» Stated problem:
Display every line of the rows below that contains the word "bouquet", copying each such line in full.

» Records:
--- --- ---

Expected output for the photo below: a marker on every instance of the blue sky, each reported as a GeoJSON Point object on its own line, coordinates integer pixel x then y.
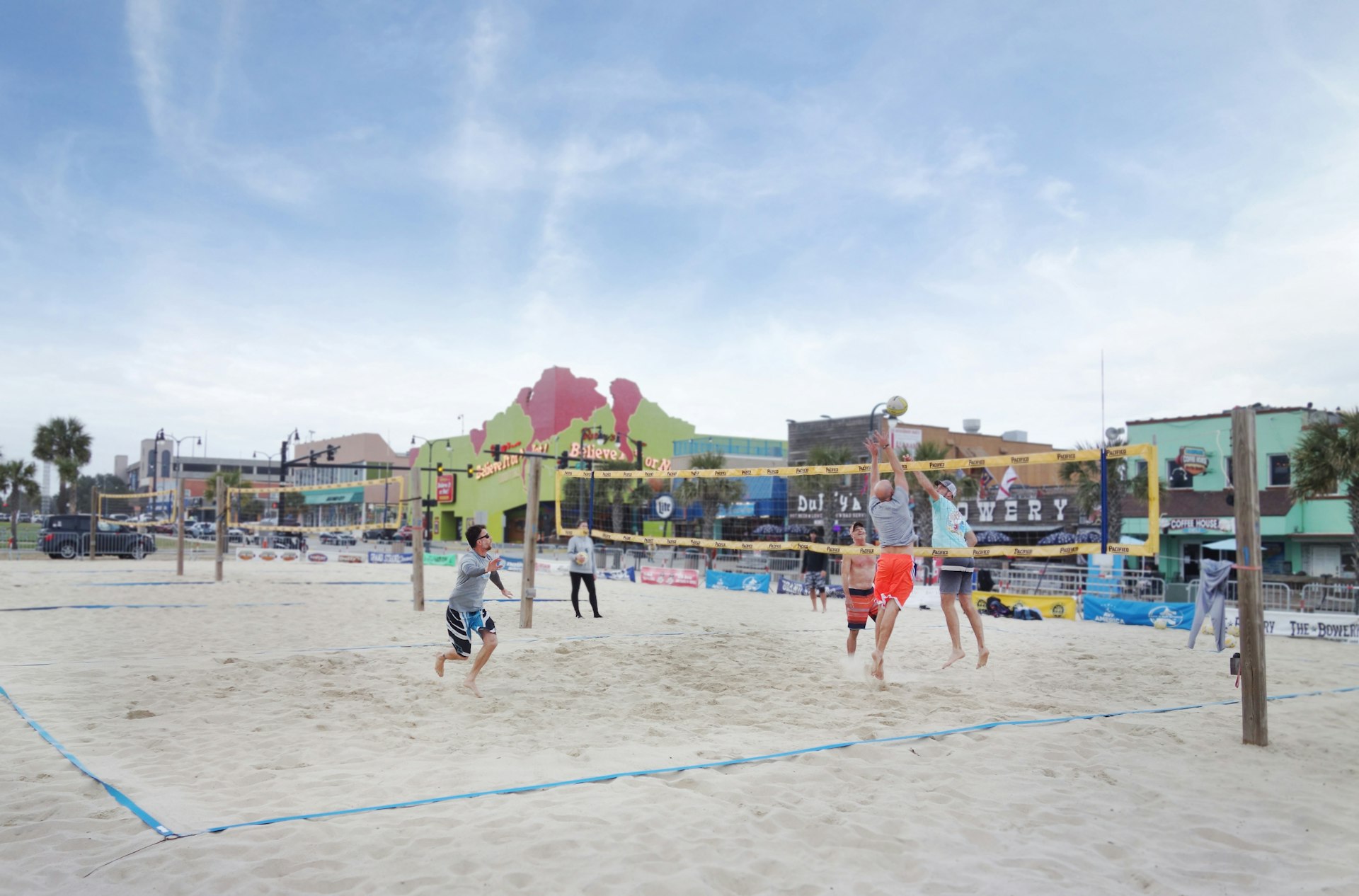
{"type": "Point", "coordinates": [243, 218]}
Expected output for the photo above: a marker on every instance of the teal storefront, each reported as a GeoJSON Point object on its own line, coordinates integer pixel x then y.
{"type": "Point", "coordinates": [1198, 522]}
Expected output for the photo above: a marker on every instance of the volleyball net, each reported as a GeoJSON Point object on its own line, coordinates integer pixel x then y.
{"type": "Point", "coordinates": [142, 510]}
{"type": "Point", "coordinates": [352, 506]}
{"type": "Point", "coordinates": [642, 507]}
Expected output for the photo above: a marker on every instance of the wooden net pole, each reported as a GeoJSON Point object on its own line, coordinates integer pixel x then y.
{"type": "Point", "coordinates": [177, 509]}
{"type": "Point", "coordinates": [1255, 728]}
{"type": "Point", "coordinates": [94, 519]}
{"type": "Point", "coordinates": [530, 546]}
{"type": "Point", "coordinates": [418, 562]}
{"type": "Point", "coordinates": [222, 529]}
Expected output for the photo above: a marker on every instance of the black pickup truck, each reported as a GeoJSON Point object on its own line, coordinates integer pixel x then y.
{"type": "Point", "coordinates": [67, 536]}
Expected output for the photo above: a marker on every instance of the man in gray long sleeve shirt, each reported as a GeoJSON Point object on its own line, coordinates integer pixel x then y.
{"type": "Point", "coordinates": [465, 614]}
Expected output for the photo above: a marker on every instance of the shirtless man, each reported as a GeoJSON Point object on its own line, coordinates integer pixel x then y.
{"type": "Point", "coordinates": [951, 531]}
{"type": "Point", "coordinates": [856, 574]}
{"type": "Point", "coordinates": [890, 510]}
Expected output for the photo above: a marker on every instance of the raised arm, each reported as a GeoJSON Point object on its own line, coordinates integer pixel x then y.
{"type": "Point", "coordinates": [871, 444]}
{"type": "Point", "coordinates": [896, 468]}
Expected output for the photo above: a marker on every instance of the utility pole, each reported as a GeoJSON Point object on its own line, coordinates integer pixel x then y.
{"type": "Point", "coordinates": [1255, 728]}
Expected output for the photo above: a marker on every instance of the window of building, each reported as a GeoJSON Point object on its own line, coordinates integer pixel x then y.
{"type": "Point", "coordinates": [1279, 472]}
{"type": "Point", "coordinates": [1176, 476]}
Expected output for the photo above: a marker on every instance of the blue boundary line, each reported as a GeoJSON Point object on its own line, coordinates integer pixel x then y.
{"type": "Point", "coordinates": [151, 822]}
{"type": "Point", "coordinates": [741, 760]}
{"type": "Point", "coordinates": [113, 792]}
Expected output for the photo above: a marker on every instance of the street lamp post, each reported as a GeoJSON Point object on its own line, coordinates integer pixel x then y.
{"type": "Point", "coordinates": [428, 500]}
{"type": "Point", "coordinates": [174, 468]}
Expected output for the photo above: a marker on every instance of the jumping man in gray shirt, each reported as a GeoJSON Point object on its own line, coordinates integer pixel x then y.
{"type": "Point", "coordinates": [465, 612]}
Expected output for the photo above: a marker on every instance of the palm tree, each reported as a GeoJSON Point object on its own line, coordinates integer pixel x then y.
{"type": "Point", "coordinates": [619, 494]}
{"type": "Point", "coordinates": [17, 479]}
{"type": "Point", "coordinates": [1085, 476]}
{"type": "Point", "coordinates": [1326, 456]}
{"type": "Point", "coordinates": [64, 442]}
{"type": "Point", "coordinates": [709, 493]}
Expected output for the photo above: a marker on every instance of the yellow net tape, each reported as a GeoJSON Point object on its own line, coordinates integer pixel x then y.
{"type": "Point", "coordinates": [108, 505]}
{"type": "Point", "coordinates": [400, 482]}
{"type": "Point", "coordinates": [1120, 452]}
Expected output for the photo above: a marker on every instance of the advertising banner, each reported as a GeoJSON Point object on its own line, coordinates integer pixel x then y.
{"type": "Point", "coordinates": [268, 555]}
{"type": "Point", "coordinates": [1104, 609]}
{"type": "Point", "coordinates": [738, 581]}
{"type": "Point", "coordinates": [377, 556]}
{"type": "Point", "coordinates": [1050, 607]}
{"type": "Point", "coordinates": [665, 575]}
{"type": "Point", "coordinates": [796, 586]}
{"type": "Point", "coordinates": [1343, 627]}
{"type": "Point", "coordinates": [446, 490]}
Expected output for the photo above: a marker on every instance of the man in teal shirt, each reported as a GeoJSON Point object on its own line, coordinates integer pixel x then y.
{"type": "Point", "coordinates": [951, 531]}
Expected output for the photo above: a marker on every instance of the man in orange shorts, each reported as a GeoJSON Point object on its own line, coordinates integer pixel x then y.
{"type": "Point", "coordinates": [856, 575]}
{"type": "Point", "coordinates": [889, 505]}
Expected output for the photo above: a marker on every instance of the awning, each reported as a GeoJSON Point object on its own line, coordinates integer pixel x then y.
{"type": "Point", "coordinates": [335, 497]}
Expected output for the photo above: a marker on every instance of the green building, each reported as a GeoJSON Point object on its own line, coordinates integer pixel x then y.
{"type": "Point", "coordinates": [1310, 537]}
{"type": "Point", "coordinates": [561, 415]}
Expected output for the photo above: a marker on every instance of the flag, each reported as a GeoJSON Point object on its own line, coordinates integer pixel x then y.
{"type": "Point", "coordinates": [1007, 482]}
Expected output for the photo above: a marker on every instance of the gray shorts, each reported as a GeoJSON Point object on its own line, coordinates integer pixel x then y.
{"type": "Point", "coordinates": [957, 580]}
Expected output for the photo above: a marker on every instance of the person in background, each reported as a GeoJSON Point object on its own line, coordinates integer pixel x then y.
{"type": "Point", "coordinates": [815, 574]}
{"type": "Point", "coordinates": [582, 568]}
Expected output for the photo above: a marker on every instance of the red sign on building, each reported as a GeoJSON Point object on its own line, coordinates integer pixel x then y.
{"type": "Point", "coordinates": [447, 490]}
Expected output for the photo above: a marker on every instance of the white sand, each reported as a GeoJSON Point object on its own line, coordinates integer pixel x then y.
{"type": "Point", "coordinates": [229, 714]}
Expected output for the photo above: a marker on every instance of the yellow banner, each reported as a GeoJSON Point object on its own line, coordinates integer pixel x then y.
{"type": "Point", "coordinates": [1118, 452]}
{"type": "Point", "coordinates": [842, 469]}
{"type": "Point", "coordinates": [1050, 607]}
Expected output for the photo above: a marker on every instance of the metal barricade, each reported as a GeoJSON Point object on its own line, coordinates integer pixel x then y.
{"type": "Point", "coordinates": [1334, 597]}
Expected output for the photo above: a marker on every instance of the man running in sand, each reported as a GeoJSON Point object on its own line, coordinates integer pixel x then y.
{"type": "Point", "coordinates": [465, 614]}
{"type": "Point", "coordinates": [856, 574]}
{"type": "Point", "coordinates": [951, 531]}
{"type": "Point", "coordinates": [889, 506]}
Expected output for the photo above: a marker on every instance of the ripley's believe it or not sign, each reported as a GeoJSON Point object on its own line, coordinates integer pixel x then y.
{"type": "Point", "coordinates": [548, 418]}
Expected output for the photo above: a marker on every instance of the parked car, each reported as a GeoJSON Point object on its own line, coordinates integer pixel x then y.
{"type": "Point", "coordinates": [67, 536]}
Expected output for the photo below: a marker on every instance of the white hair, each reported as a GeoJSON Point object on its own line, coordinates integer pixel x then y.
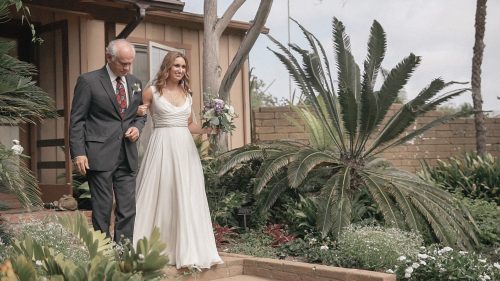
{"type": "Point", "coordinates": [112, 48]}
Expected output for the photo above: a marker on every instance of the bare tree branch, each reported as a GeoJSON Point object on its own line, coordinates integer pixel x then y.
{"type": "Point", "coordinates": [223, 22]}
{"type": "Point", "coordinates": [245, 47]}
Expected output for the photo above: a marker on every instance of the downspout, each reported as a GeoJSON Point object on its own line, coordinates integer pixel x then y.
{"type": "Point", "coordinates": [141, 14]}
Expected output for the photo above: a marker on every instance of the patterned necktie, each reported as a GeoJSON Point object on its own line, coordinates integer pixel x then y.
{"type": "Point", "coordinates": [121, 97]}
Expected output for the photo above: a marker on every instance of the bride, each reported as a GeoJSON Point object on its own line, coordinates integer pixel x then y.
{"type": "Point", "coordinates": [170, 184]}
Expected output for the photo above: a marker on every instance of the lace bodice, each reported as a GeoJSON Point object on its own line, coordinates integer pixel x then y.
{"type": "Point", "coordinates": [165, 114]}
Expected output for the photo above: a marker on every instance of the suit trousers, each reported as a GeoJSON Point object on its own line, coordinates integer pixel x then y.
{"type": "Point", "coordinates": [120, 183]}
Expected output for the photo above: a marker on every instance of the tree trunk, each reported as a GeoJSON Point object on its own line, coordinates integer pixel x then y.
{"type": "Point", "coordinates": [245, 47]}
{"type": "Point", "coordinates": [211, 67]}
{"type": "Point", "coordinates": [213, 29]}
{"type": "Point", "coordinates": [477, 60]}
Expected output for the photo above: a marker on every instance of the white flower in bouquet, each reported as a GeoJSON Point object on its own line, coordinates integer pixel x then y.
{"type": "Point", "coordinates": [218, 115]}
{"type": "Point", "coordinates": [17, 149]}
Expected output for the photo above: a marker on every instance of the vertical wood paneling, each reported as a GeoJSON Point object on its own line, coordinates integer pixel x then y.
{"type": "Point", "coordinates": [245, 115]}
{"type": "Point", "coordinates": [190, 37]}
{"type": "Point", "coordinates": [74, 52]}
{"type": "Point", "coordinates": [47, 80]}
{"type": "Point", "coordinates": [139, 31]}
{"type": "Point", "coordinates": [155, 31]}
{"type": "Point", "coordinates": [95, 45]}
{"type": "Point", "coordinates": [82, 21]}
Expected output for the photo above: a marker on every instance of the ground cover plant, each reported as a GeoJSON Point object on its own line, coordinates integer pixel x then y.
{"type": "Point", "coordinates": [472, 176]}
{"type": "Point", "coordinates": [347, 134]}
{"type": "Point", "coordinates": [67, 248]}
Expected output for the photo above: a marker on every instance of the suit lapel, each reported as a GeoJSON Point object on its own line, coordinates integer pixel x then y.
{"type": "Point", "coordinates": [108, 88]}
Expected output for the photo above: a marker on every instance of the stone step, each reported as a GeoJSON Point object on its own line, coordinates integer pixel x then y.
{"type": "Point", "coordinates": [243, 278]}
{"type": "Point", "coordinates": [232, 266]}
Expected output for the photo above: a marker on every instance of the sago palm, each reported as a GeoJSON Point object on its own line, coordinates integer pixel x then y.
{"type": "Point", "coordinates": [351, 119]}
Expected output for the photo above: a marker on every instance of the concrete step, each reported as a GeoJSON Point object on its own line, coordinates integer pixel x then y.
{"type": "Point", "coordinates": [243, 278]}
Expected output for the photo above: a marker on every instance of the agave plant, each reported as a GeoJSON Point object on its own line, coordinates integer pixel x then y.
{"type": "Point", "coordinates": [351, 119]}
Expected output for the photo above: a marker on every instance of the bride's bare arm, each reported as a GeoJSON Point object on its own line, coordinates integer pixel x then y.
{"type": "Point", "coordinates": [147, 98]}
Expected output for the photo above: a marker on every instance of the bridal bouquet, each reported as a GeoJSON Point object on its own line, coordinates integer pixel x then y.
{"type": "Point", "coordinates": [218, 115]}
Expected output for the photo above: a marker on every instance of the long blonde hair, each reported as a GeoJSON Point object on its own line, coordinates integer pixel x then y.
{"type": "Point", "coordinates": [161, 78]}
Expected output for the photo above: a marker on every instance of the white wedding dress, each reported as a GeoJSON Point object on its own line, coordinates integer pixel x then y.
{"type": "Point", "coordinates": [170, 191]}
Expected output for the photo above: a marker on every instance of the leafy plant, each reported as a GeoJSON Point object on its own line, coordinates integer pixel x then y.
{"type": "Point", "coordinates": [300, 216]}
{"type": "Point", "coordinates": [435, 264]}
{"type": "Point", "coordinates": [472, 176]}
{"type": "Point", "coordinates": [21, 100]}
{"type": "Point", "coordinates": [487, 218]}
{"type": "Point", "coordinates": [375, 248]}
{"type": "Point", "coordinates": [143, 263]}
{"type": "Point", "coordinates": [278, 234]}
{"type": "Point", "coordinates": [351, 134]}
{"type": "Point", "coordinates": [223, 234]}
{"type": "Point", "coordinates": [254, 243]}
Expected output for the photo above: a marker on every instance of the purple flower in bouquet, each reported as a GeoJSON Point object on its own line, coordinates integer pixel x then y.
{"type": "Point", "coordinates": [218, 115]}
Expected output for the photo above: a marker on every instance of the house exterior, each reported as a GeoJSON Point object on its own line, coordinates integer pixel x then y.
{"type": "Point", "coordinates": [75, 33]}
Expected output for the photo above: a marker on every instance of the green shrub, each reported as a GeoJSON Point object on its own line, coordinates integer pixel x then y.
{"type": "Point", "coordinates": [313, 249]}
{"type": "Point", "coordinates": [255, 243]}
{"type": "Point", "coordinates": [38, 256]}
{"type": "Point", "coordinates": [50, 233]}
{"type": "Point", "coordinates": [435, 264]}
{"type": "Point", "coordinates": [472, 176]}
{"type": "Point", "coordinates": [487, 217]}
{"type": "Point", "coordinates": [375, 248]}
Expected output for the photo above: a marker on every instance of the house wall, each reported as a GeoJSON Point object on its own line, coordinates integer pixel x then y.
{"type": "Point", "coordinates": [444, 141]}
{"type": "Point", "coordinates": [86, 41]}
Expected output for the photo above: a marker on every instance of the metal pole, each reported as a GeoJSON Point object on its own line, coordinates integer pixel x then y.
{"type": "Point", "coordinates": [289, 77]}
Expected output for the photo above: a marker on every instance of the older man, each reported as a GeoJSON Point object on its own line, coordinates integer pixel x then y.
{"type": "Point", "coordinates": [104, 127]}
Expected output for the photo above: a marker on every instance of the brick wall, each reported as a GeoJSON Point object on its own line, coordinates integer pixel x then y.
{"type": "Point", "coordinates": [446, 140]}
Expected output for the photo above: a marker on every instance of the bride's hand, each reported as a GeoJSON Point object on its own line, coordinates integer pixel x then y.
{"type": "Point", "coordinates": [142, 110]}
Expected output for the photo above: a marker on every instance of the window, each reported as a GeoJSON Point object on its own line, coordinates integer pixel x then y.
{"type": "Point", "coordinates": [148, 59]}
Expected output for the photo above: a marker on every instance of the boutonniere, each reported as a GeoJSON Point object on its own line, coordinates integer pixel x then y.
{"type": "Point", "coordinates": [136, 88]}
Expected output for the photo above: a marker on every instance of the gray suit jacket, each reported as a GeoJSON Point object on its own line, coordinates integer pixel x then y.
{"type": "Point", "coordinates": [96, 128]}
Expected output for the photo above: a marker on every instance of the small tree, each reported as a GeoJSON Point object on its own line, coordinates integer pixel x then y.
{"type": "Point", "coordinates": [348, 134]}
{"type": "Point", "coordinates": [477, 60]}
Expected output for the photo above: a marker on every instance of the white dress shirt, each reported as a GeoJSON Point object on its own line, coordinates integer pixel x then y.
{"type": "Point", "coordinates": [113, 77]}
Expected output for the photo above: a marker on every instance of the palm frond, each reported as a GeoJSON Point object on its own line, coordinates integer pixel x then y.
{"type": "Point", "coordinates": [335, 204]}
{"type": "Point", "coordinates": [307, 159]}
{"type": "Point", "coordinates": [315, 44]}
{"type": "Point", "coordinates": [348, 80]}
{"type": "Point", "coordinates": [395, 81]}
{"type": "Point", "coordinates": [271, 194]}
{"type": "Point", "coordinates": [272, 166]}
{"type": "Point", "coordinates": [16, 178]}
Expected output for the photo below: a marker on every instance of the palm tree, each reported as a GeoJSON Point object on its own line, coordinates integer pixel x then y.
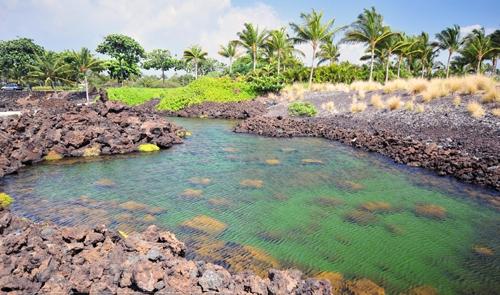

--- --- ---

» Answer to the task:
Expected output for the photo above: a marker on every instance of the white flower in bouquet, each reported as a GeoJSON Point object on its own line, coordinates integer pixel x then y.
Expected output for the photo above: a marker on every instance of the bridal bouquet, each reported as a GeoJSON Point object on its own line, coordinates integer pixel x then y.
Expected output for the photo above: a marker on every instance of the purple flower in bouquet, each reported as a GeoJSON Point object on its own line, coordinates integer pixel x then y.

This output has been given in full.